* [GOAL OF THE EXERCISE]:
Please give back, exactly as written, only the line containing "x=65, y=194" and every line after it until the data below ends.
=== Begin Enclosure ===
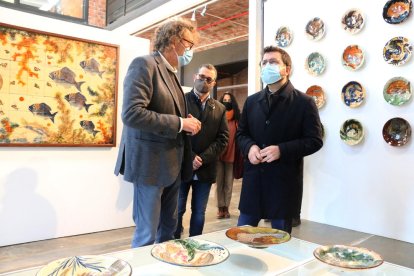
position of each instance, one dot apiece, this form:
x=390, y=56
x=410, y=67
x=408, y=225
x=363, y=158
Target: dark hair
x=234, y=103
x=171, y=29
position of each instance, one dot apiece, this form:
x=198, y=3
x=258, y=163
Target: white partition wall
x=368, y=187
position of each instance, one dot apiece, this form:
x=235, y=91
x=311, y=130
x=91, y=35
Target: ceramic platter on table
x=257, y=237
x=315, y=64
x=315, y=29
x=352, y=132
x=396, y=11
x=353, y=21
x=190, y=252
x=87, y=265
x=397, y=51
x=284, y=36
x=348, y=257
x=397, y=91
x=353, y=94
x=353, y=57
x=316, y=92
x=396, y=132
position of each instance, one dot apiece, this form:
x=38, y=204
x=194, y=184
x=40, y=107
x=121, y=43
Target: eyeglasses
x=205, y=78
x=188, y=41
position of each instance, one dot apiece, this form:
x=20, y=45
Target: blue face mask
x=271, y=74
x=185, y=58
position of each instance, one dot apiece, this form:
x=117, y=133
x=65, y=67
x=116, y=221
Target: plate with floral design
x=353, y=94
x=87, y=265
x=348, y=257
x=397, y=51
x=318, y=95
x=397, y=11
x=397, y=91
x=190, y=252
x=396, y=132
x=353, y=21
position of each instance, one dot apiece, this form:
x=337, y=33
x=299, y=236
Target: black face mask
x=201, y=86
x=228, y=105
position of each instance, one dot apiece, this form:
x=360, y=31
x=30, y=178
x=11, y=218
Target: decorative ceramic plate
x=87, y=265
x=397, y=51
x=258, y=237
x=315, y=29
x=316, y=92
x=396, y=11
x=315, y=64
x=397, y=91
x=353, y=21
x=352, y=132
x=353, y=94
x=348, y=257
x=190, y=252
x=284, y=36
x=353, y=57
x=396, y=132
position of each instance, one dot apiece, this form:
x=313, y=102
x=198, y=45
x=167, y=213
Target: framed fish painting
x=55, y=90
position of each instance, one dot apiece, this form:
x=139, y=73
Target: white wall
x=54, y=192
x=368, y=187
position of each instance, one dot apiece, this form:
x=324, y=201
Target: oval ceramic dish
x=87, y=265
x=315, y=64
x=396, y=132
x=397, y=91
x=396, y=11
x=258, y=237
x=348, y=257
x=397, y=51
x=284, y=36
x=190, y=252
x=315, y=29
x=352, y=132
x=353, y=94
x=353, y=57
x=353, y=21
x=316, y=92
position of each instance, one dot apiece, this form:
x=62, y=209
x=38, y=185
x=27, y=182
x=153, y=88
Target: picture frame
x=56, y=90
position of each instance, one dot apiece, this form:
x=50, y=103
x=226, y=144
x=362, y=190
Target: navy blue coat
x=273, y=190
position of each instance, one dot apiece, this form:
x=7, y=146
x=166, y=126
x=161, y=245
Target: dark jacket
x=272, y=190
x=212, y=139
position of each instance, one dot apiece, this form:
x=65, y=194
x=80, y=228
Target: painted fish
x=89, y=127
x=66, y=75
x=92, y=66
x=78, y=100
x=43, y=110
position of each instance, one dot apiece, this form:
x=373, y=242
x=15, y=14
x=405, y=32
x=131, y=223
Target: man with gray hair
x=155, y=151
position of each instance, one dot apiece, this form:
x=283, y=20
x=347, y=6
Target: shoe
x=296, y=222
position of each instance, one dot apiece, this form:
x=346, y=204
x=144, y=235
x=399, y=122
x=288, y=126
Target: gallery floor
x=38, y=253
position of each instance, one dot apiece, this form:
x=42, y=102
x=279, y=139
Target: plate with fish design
=== End Enclosure ===
* [RESPONSE TO THIS EXERCISE]:
x=65, y=194
x=80, y=228
Target: painted fish
x=89, y=127
x=66, y=75
x=92, y=66
x=78, y=100
x=43, y=110
position of each instance, one dot apiece, this form:
x=373, y=242
x=15, y=14
x=405, y=32
x=131, y=223
Target: man with gray hair
x=155, y=151
position of each instance, one dot apiece, this form:
x=283, y=20
x=347, y=6
Target: shoe
x=296, y=222
position of each instance, one dot apiece, this form:
x=346, y=204
x=144, y=235
x=399, y=122
x=288, y=126
Target: gallery floor
x=38, y=253
position of each instance, one dot apiece, this form:
x=42, y=102
x=279, y=139
Target: plate with fish design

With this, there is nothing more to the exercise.